EXTRAIT DU TEXTE:
......

Les Balkans sont uniques en leur genre. Tant de vérités et de contre­vérités circulent à leur sujet. L’histoire les revisite à l’infini. À chaque répétition, elle empire. À l’étranger, on les regarde de loin, comme on l’a fait lors de la dernière guerre qui a ravagé l’ex-Yougoslavie. 

Nombreux sont ceux qui ne reconnaissent pas les frontières des Balkans. Pour plaire à « la grande Europe », par illusion politique, par mépris des faits. Les Balkans sont à jamais un grand carrefour, tant par leur position que par leurs cultures, leurs religions, les influences subies et les mentalités. Ils sont le lieu de rencontre entre l’Est et l’Ouest, entre Rome et Constantinople, entre l’Orient et l’Europe centrale, entre la Méditerranée et l’Eurasie, la Chrétienté et l’Islam, les Slaves et le monde latin… D’un point de vue politique, ils ont toujours été convoités – par Rome, par l’­Empire austro-hongrois, par l’Empire ­ottoman, la Russie et bien d’autres. Par le passé comme ­aujourd’hui, les États des Balkans ont toujours été affublés de « protecteurs ».

......

CONSIGNE: Pouvez-vous redonner le texte sur les Balkans de « Les Balkans sont uniques » à « a ravagé l’ex-Yougoslavie. » en substituant « redite » à « répétition » ? Ces lignes n’ont aucun rapport avec le texte sur les Balkans.

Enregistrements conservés
......

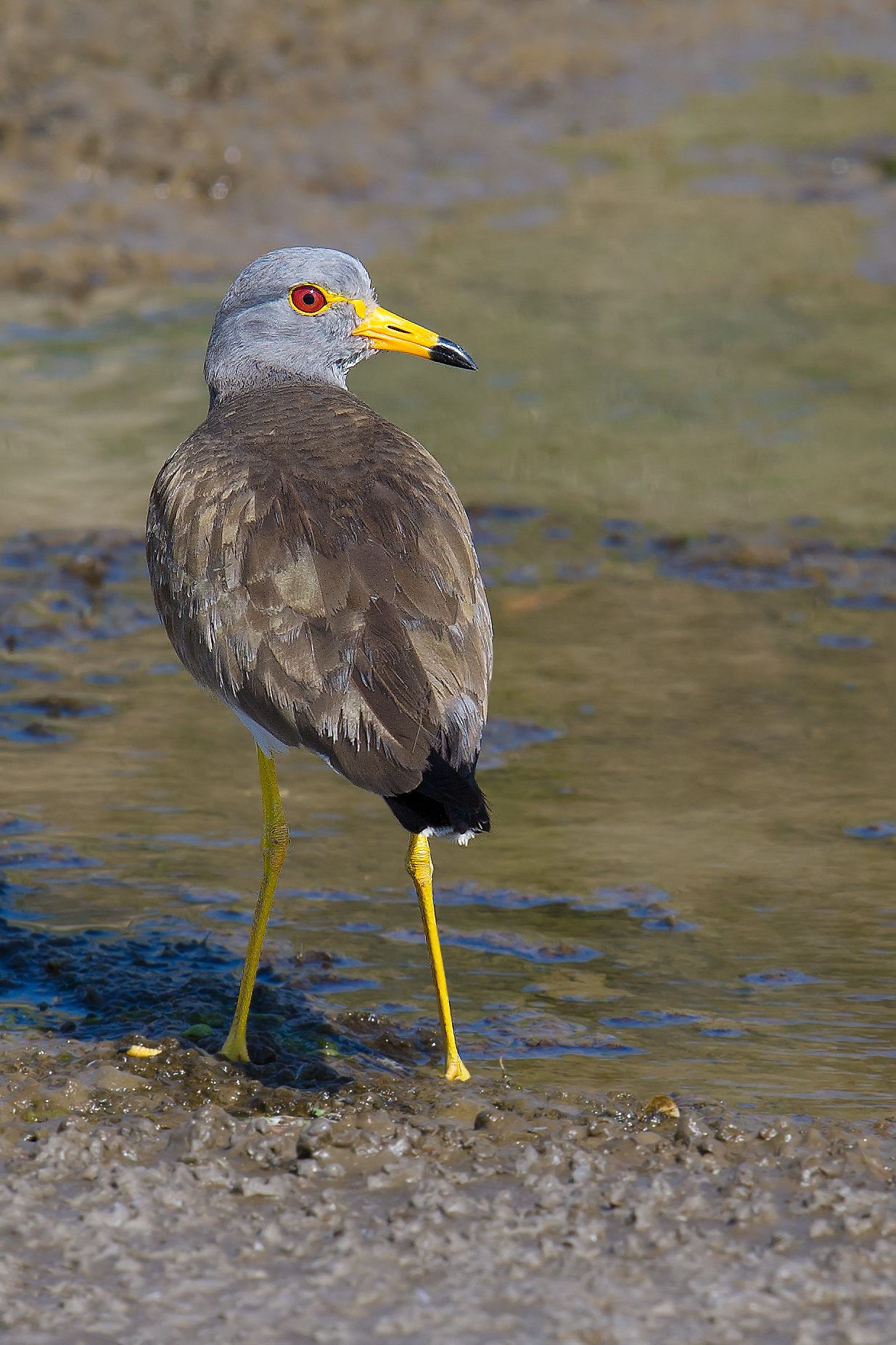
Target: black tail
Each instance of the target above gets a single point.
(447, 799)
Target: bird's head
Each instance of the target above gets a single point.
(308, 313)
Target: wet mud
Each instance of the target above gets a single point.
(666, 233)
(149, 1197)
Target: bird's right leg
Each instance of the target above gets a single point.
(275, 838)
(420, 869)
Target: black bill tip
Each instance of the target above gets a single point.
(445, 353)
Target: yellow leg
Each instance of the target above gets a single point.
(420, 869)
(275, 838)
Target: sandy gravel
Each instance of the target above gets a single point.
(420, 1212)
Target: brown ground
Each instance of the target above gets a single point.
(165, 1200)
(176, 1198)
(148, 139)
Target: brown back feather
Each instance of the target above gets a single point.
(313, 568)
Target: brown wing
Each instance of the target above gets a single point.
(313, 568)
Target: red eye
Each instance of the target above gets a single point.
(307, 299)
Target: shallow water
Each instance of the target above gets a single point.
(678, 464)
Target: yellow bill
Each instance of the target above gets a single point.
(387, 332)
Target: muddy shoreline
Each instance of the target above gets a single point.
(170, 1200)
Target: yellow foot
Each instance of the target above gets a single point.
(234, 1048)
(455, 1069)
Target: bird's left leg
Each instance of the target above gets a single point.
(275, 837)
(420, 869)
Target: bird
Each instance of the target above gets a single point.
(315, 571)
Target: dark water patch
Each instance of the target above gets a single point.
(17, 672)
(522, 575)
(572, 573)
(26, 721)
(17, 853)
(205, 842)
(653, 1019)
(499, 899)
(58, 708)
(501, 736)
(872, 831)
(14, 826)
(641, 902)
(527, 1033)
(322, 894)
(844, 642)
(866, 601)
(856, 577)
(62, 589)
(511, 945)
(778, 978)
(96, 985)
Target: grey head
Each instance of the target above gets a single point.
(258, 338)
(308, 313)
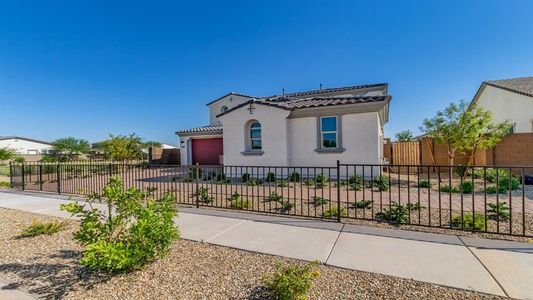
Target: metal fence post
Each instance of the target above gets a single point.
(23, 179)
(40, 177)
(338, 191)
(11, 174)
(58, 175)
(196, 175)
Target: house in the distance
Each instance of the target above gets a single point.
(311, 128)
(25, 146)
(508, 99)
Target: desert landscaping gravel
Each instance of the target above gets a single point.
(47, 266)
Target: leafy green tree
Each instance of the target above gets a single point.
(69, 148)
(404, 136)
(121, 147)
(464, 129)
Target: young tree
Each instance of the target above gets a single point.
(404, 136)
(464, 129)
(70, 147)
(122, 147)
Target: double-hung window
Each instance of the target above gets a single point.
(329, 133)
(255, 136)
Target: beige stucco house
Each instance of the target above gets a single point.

......

RÉPONSE:
Les Balkans sont uniques en leur genre. Tant de vérités et de contre­vérités circulent à leur sujet. L’histoire les revisite à l’infini. À chaque redite, elle empire. À l’étranger, on les regarde de loin, comme on l’a fait lors de la dernière guerre qui a ravagé l’ex-Yougoslavie.